# INPUT MATERIAL:
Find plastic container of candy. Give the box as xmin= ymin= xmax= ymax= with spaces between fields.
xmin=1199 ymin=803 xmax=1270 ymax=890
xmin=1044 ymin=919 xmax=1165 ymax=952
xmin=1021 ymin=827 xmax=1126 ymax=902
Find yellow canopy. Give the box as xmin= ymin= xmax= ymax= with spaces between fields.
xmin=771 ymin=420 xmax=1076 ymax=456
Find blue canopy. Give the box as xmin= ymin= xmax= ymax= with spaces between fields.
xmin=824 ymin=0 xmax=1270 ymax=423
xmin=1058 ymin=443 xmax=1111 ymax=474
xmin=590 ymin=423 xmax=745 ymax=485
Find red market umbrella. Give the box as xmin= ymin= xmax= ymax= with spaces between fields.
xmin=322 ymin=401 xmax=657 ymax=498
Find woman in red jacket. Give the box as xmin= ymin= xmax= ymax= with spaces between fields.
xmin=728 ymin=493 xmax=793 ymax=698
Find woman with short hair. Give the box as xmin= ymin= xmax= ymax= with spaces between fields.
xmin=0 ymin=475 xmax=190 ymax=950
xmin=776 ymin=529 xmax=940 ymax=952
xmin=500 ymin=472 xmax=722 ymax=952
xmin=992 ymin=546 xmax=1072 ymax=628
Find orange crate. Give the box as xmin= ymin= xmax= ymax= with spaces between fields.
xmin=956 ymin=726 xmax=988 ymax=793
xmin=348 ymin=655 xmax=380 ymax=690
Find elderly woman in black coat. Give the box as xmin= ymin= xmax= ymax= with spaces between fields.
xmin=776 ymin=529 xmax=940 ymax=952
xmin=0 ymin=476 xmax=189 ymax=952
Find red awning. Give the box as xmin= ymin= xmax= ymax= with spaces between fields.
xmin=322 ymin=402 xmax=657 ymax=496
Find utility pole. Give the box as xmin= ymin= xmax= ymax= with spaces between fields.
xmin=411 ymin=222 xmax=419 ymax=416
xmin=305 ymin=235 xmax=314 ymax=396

# REQUIRED TASK:
Copy every entry above line for line, changing nothing.

# ANSWER FOR THIS EXERCISE:
Find plastic container of candy. Give the box as xmin= ymin= xmax= ymax= with spaces between fields.
xmin=1199 ymin=803 xmax=1270 ymax=890
xmin=1044 ymin=919 xmax=1165 ymax=952
xmin=1021 ymin=827 xmax=1126 ymax=902
Find yellow canopy. Give the box as xmin= ymin= xmax= ymax= with spaces between fields.
xmin=771 ymin=420 xmax=1076 ymax=456
Find blue canopy. Give the box as xmin= ymin= xmax= ymax= with spaces between fields.
xmin=824 ymin=0 xmax=1270 ymax=423
xmin=1058 ymin=443 xmax=1111 ymax=474
xmin=590 ymin=423 xmax=745 ymax=485
Find red market umbrella. Give the box as xmin= ymin= xmax= ymax= with spaces between fields.
xmin=322 ymin=401 xmax=657 ymax=498
Find woman in red jacket. Give the box as xmin= ymin= xmax= ymax= with spaces between fields.
xmin=728 ymin=493 xmax=793 ymax=698
Find woman with short hair. Give the box as xmin= ymin= xmax= ymax= with spaces between fields.
xmin=0 ymin=475 xmax=190 ymax=950
xmin=776 ymin=529 xmax=940 ymax=952
xmin=500 ymin=472 xmax=722 ymax=952
xmin=992 ymin=546 xmax=1072 ymax=628
Find orange crate. Give the box as xmin= ymin= xmax= ymax= with spaces between fields.
xmin=956 ymin=726 xmax=988 ymax=793
xmin=348 ymin=655 xmax=380 ymax=690
Find elderly woman in black coat. Give the box as xmin= ymin= xmax= ymax= with spaces between fields.
xmin=776 ymin=529 xmax=940 ymax=952
xmin=0 ymin=476 xmax=189 ymax=952
Find red awning. Give the box as xmin= ymin= xmax= ymax= with spaces between fields.
xmin=322 ymin=402 xmax=657 ymax=496
Find utility pole. Give the box as xmin= ymin= xmax= ymax= with spaces between fields.
xmin=411 ymin=222 xmax=419 ymax=416
xmin=305 ymin=235 xmax=314 ymax=396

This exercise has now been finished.